━━ Input rows

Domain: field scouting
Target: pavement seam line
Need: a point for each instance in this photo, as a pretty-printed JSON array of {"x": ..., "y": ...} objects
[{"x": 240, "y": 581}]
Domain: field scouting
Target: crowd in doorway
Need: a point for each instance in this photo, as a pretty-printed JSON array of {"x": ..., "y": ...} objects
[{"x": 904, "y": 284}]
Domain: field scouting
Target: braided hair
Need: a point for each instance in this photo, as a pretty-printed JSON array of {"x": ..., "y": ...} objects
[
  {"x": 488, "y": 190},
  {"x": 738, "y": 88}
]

━━━━

Exercise prompt
Convert the items into a JSON list of strings with one string per line, skipping blank lines.

Reply to the task
[
  "Domain: field scouting",
  "Target: pavement seam line",
  "Need: a point for each instance in this photo, as a pretty-printed JSON array of {\"x\": ..., \"y\": ...} objects",
  "[{\"x\": 240, \"y\": 581}]",
  "Domain: field scouting",
  "Target: crowd in doorway",
  "Need: a point for each instance in this photo, as a pretty-printed JSON array of {\"x\": ..., \"y\": ...} objects",
  "[{\"x\": 904, \"y\": 284}]",
  "Domain: field scouting",
  "Target: braided hair",
  "Need: a point for each instance in this photo, as a pretty-printed JSON array of {\"x\": ..., \"y\": ...} objects",
  "[",
  "  {\"x\": 488, \"y\": 190},",
  "  {\"x\": 738, \"y\": 88}",
  "]"
]